= Beginning of Section =
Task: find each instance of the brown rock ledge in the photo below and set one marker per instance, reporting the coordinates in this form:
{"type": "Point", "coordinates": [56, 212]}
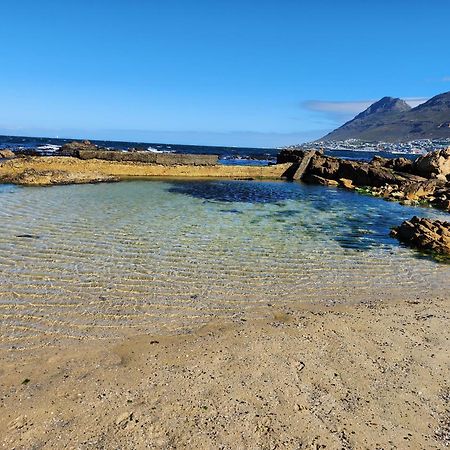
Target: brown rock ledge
{"type": "Point", "coordinates": [100, 170]}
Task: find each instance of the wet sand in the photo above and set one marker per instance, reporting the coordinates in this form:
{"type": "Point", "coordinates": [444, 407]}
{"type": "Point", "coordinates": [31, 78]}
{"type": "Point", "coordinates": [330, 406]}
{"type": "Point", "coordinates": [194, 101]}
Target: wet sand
{"type": "Point", "coordinates": [368, 375]}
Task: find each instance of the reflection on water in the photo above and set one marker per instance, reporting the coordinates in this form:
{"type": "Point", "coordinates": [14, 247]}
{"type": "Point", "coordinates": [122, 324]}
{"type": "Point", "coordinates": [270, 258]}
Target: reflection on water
{"type": "Point", "coordinates": [98, 260]}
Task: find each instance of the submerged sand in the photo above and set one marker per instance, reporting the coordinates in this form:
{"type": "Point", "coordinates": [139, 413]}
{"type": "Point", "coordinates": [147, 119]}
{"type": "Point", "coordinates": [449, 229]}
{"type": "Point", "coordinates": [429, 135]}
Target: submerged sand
{"type": "Point", "coordinates": [369, 375]}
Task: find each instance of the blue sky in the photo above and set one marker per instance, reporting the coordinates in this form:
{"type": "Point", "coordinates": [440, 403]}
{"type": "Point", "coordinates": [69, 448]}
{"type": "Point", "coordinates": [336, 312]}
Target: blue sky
{"type": "Point", "coordinates": [250, 73]}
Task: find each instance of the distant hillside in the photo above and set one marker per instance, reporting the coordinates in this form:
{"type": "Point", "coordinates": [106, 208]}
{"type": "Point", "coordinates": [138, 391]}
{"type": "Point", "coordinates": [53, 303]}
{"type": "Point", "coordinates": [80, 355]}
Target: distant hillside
{"type": "Point", "coordinates": [392, 119]}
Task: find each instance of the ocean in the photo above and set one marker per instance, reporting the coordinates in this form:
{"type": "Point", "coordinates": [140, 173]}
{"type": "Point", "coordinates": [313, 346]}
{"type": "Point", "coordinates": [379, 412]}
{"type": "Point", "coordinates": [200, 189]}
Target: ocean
{"type": "Point", "coordinates": [162, 256]}
{"type": "Point", "coordinates": [227, 155]}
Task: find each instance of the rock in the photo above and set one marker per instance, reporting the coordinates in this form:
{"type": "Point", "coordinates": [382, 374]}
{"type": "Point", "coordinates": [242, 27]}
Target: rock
{"type": "Point", "coordinates": [324, 166]}
{"type": "Point", "coordinates": [302, 166]}
{"type": "Point", "coordinates": [416, 191]}
{"type": "Point", "coordinates": [164, 159]}
{"type": "Point", "coordinates": [289, 155]}
{"type": "Point", "coordinates": [321, 180]}
{"type": "Point", "coordinates": [425, 234]}
{"type": "Point", "coordinates": [124, 418]}
{"type": "Point", "coordinates": [379, 161]}
{"type": "Point", "coordinates": [345, 182]}
{"type": "Point", "coordinates": [33, 177]}
{"type": "Point", "coordinates": [6, 154]}
{"type": "Point", "coordinates": [433, 164]}
{"type": "Point", "coordinates": [73, 148]}
{"type": "Point", "coordinates": [18, 423]}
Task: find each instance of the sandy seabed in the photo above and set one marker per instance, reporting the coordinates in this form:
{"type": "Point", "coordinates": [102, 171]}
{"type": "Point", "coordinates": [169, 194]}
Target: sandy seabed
{"type": "Point", "coordinates": [372, 375]}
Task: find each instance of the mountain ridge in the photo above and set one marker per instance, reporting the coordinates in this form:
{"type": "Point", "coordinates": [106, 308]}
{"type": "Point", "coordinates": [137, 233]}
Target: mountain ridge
{"type": "Point", "coordinates": [391, 119]}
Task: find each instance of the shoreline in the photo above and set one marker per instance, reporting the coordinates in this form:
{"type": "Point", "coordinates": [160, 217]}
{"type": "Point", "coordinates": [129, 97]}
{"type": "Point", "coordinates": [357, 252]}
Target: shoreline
{"type": "Point", "coordinates": [97, 167]}
{"type": "Point", "coordinates": [344, 376]}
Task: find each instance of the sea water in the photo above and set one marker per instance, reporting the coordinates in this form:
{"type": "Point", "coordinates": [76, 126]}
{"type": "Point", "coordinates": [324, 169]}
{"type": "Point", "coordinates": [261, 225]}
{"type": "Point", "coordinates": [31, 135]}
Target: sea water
{"type": "Point", "coordinates": [100, 260]}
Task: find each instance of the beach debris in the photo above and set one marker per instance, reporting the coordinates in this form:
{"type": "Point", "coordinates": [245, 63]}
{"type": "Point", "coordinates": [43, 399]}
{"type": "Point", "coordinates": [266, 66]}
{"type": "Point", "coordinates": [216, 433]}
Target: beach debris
{"type": "Point", "coordinates": [18, 423]}
{"type": "Point", "coordinates": [124, 418]}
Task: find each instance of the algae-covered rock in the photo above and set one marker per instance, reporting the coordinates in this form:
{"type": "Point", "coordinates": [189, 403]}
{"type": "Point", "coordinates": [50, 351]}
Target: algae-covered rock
{"type": "Point", "coordinates": [6, 154]}
{"type": "Point", "coordinates": [425, 234]}
{"type": "Point", "coordinates": [33, 177]}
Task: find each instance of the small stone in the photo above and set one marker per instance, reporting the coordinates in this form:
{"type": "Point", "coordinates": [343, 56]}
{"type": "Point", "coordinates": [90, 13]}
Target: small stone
{"type": "Point", "coordinates": [123, 418]}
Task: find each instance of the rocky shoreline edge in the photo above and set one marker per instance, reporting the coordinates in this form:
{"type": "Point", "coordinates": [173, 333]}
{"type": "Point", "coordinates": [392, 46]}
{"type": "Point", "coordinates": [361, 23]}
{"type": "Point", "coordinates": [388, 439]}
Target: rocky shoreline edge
{"type": "Point", "coordinates": [423, 181]}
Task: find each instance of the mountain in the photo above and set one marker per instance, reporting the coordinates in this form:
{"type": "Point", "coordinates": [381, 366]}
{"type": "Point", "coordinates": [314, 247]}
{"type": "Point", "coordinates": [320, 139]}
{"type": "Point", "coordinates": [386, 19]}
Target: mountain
{"type": "Point", "coordinates": [392, 119]}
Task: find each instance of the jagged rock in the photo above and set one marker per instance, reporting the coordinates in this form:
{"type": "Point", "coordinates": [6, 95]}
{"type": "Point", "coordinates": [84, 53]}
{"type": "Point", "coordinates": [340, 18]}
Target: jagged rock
{"type": "Point", "coordinates": [302, 166]}
{"type": "Point", "coordinates": [434, 164]}
{"type": "Point", "coordinates": [348, 184]}
{"type": "Point", "coordinates": [425, 234]}
{"type": "Point", "coordinates": [321, 180]}
{"type": "Point", "coordinates": [165, 159]}
{"type": "Point", "coordinates": [6, 153]}
{"type": "Point", "coordinates": [324, 166]}
{"type": "Point", "coordinates": [415, 191]}
{"type": "Point", "coordinates": [73, 148]}
{"type": "Point", "coordinates": [33, 177]}
{"type": "Point", "coordinates": [289, 155]}
{"type": "Point", "coordinates": [397, 164]}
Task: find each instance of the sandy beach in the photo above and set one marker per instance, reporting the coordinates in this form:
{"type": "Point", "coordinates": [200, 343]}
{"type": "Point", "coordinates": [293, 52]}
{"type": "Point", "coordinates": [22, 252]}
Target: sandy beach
{"type": "Point", "coordinates": [368, 375]}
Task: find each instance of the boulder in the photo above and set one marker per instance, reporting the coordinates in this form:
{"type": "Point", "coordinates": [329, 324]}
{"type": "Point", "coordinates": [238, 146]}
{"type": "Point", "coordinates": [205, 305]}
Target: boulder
{"type": "Point", "coordinates": [33, 177]}
{"type": "Point", "coordinates": [6, 154]}
{"type": "Point", "coordinates": [73, 148]}
{"type": "Point", "coordinates": [348, 184]}
{"type": "Point", "coordinates": [321, 180]}
{"type": "Point", "coordinates": [289, 155]}
{"type": "Point", "coordinates": [433, 164]}
{"type": "Point", "coordinates": [425, 234]}
{"type": "Point", "coordinates": [415, 191]}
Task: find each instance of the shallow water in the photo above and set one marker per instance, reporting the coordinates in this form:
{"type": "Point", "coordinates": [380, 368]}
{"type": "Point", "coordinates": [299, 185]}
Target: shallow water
{"type": "Point", "coordinates": [99, 260]}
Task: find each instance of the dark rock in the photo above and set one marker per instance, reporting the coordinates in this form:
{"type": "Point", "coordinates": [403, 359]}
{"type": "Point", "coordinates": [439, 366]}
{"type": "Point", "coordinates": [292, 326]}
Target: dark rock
{"type": "Point", "coordinates": [320, 180]}
{"type": "Point", "coordinates": [302, 166]}
{"type": "Point", "coordinates": [425, 234]}
{"type": "Point", "coordinates": [73, 148]}
{"type": "Point", "coordinates": [6, 154]}
{"type": "Point", "coordinates": [434, 164]}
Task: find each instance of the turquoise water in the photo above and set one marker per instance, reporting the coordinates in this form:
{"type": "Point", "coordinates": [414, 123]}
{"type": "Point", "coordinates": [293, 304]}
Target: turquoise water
{"type": "Point", "coordinates": [155, 256]}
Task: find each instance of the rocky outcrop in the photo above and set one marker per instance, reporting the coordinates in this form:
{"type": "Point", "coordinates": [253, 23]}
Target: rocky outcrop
{"type": "Point", "coordinates": [165, 159]}
{"type": "Point", "coordinates": [33, 177]}
{"type": "Point", "coordinates": [11, 170]}
{"type": "Point", "coordinates": [395, 179]}
{"type": "Point", "coordinates": [86, 150]}
{"type": "Point", "coordinates": [6, 154]}
{"type": "Point", "coordinates": [425, 234]}
{"type": "Point", "coordinates": [73, 148]}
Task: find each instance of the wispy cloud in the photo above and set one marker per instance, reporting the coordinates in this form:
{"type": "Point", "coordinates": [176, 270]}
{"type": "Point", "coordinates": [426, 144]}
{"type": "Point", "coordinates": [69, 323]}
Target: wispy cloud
{"type": "Point", "coordinates": [347, 109]}
{"type": "Point", "coordinates": [238, 138]}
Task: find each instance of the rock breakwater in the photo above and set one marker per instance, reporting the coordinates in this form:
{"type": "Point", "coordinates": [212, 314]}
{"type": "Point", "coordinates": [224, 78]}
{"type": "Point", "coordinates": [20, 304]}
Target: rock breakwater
{"type": "Point", "coordinates": [424, 180]}
{"type": "Point", "coordinates": [425, 234]}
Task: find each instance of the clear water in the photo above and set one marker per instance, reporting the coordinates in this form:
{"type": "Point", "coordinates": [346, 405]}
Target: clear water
{"type": "Point", "coordinates": [153, 256]}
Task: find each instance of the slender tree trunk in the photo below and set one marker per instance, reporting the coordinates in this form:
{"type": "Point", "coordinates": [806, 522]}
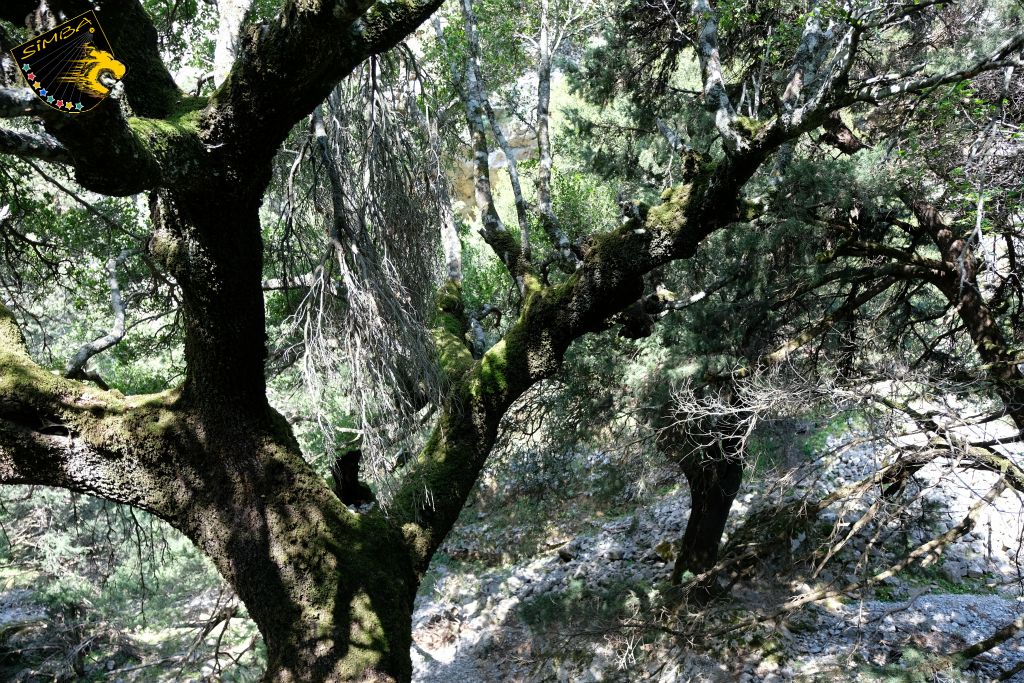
= End of Section =
Check each line of the entries for the word "below", then state the count alone.

2